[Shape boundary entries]
==========

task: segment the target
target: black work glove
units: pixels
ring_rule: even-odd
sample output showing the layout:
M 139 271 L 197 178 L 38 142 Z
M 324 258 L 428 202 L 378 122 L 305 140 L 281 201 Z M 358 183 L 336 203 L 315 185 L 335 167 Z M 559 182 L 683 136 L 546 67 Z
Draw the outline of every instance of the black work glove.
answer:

==========

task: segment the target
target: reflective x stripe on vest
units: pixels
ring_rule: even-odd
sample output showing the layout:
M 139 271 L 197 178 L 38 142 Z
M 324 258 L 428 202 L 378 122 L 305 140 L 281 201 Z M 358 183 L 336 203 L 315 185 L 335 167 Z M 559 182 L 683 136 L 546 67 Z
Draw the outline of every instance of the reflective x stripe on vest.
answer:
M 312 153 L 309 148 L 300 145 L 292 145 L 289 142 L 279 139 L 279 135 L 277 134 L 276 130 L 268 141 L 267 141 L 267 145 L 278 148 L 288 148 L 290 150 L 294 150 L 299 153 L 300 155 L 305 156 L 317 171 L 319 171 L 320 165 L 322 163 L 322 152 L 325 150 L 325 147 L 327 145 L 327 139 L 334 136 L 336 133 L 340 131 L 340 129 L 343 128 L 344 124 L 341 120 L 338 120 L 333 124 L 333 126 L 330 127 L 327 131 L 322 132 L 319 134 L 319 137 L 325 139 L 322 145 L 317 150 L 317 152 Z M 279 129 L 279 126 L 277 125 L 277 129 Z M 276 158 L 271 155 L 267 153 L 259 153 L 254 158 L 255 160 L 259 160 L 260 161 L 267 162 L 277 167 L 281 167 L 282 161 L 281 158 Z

==========

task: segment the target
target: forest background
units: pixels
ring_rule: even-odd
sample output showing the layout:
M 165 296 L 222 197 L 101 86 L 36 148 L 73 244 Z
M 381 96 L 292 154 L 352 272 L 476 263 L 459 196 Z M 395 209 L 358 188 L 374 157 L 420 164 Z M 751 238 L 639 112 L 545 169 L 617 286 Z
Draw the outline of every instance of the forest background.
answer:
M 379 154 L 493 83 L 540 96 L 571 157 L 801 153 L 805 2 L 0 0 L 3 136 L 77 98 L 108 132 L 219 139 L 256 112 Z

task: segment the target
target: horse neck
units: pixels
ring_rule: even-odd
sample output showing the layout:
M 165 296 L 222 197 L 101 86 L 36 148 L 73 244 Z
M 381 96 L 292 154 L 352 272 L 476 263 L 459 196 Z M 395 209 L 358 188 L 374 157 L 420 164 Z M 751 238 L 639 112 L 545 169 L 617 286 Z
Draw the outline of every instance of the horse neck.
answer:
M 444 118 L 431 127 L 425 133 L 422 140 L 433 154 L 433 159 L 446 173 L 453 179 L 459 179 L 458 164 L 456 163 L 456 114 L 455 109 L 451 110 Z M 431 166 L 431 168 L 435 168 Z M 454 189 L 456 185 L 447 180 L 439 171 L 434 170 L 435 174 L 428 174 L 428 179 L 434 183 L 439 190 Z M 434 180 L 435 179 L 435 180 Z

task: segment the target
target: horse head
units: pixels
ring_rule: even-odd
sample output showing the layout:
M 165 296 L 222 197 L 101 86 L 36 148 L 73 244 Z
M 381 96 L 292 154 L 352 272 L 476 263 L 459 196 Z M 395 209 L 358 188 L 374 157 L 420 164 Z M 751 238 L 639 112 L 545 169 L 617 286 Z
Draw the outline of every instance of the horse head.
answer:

==========

Pick out and copy every line above that contains the word "work".

target: black work glove
Draw the outline of every instance of the black work glove.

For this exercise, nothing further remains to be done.